Directions for this task: Word for word, transcribe the lines below and drop the pictures.

Entries supplied:
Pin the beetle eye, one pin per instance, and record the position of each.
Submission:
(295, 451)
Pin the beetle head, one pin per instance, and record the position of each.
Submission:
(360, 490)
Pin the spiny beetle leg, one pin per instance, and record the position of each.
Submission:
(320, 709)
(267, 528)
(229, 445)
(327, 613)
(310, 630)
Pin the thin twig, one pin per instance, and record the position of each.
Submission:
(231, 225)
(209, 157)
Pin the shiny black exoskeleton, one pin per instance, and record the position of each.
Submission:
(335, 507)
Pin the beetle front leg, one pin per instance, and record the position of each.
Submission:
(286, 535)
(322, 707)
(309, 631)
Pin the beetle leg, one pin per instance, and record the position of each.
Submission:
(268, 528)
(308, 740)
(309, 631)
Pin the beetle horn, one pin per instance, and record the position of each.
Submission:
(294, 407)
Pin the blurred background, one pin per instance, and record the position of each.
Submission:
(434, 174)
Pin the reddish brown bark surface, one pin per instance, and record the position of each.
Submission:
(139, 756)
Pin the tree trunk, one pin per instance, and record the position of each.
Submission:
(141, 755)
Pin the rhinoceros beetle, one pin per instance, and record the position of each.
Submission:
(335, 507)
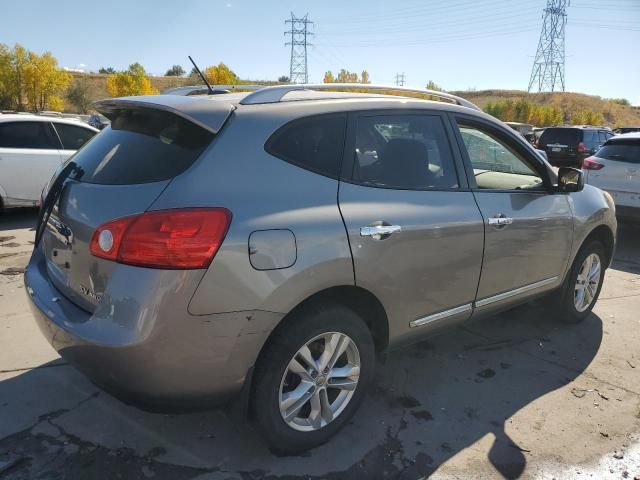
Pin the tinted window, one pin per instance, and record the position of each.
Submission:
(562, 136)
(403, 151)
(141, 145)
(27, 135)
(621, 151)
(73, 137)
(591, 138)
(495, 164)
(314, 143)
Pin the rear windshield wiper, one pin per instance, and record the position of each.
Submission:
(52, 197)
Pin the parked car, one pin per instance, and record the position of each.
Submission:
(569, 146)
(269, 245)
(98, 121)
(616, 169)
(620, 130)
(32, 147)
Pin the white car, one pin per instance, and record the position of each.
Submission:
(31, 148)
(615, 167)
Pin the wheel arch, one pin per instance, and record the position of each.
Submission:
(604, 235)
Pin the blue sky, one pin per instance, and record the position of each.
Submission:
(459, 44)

Result below:
Pin the beetle eye, one pin per instance, and record the position of each.
Submission:
(295, 451)
Pin the beetle head, one pin per instance, and record the position of each.
Submission:
(360, 490)
Pin the spiny beetle leg, one pin per instance, and record the position of each.
Submission:
(320, 709)
(267, 528)
(229, 445)
(327, 613)
(310, 630)
Pin the thin twig, one pin per instance, and record the position of each.
Submission:
(231, 225)
(209, 157)
Pin the shiny black exoskeleton, one pin per instance, and record the position of each.
Submission:
(335, 507)
Pin the beetle front leg, one pin per instance, and record the position of each.
Submission:
(286, 535)
(322, 707)
(309, 631)
Pin the beetle leg, one pin per instance, and record the position of each.
Submission:
(268, 528)
(308, 740)
(309, 631)
Pin the beetle horn, one pin per instance, and record the position of each.
Submission:
(294, 407)
Pin the blurred background, one pin per instance, and record the position of each.
Submission:
(434, 174)
Pin the reddish brown bark surface, one pin per instance, and record the position of each.
Submission:
(139, 756)
Pin the tree trunk, one pin per instance, and record the position of each.
Submission:
(141, 755)
Pin the rhinoceros beetle, one pin per instance, and record the position of each.
Submission:
(335, 507)
Pin the tinted window, one pin per instance, and record the position of each.
Submission:
(562, 136)
(403, 151)
(141, 145)
(27, 135)
(621, 151)
(73, 137)
(591, 138)
(495, 164)
(314, 143)
Pin the rear windshield wiper, one pin per instance, and record the position of each.
Submission:
(52, 197)
Pin the parked car, one pin per instance, and record the position of each.
Submission:
(569, 146)
(269, 245)
(98, 121)
(616, 169)
(620, 130)
(32, 147)
Pin the white car, one pin per instance, and record the position of each.
Submission:
(31, 148)
(615, 167)
Pin the wheel arch, one pin per instance, and record the position of each.
Submission:
(604, 235)
Pin the blue sky, one pin per instance, and record the position of each.
Submission:
(459, 44)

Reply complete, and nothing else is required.